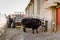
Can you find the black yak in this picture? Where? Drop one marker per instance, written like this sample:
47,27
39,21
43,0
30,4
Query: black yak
········
Return every line of the entries above without any changes, leaving out the pictures.

Can you find the black yak in this picture? Where? Drop one marker per instance, written like this sample:
47,27
39,21
43,0
30,4
Query: black yak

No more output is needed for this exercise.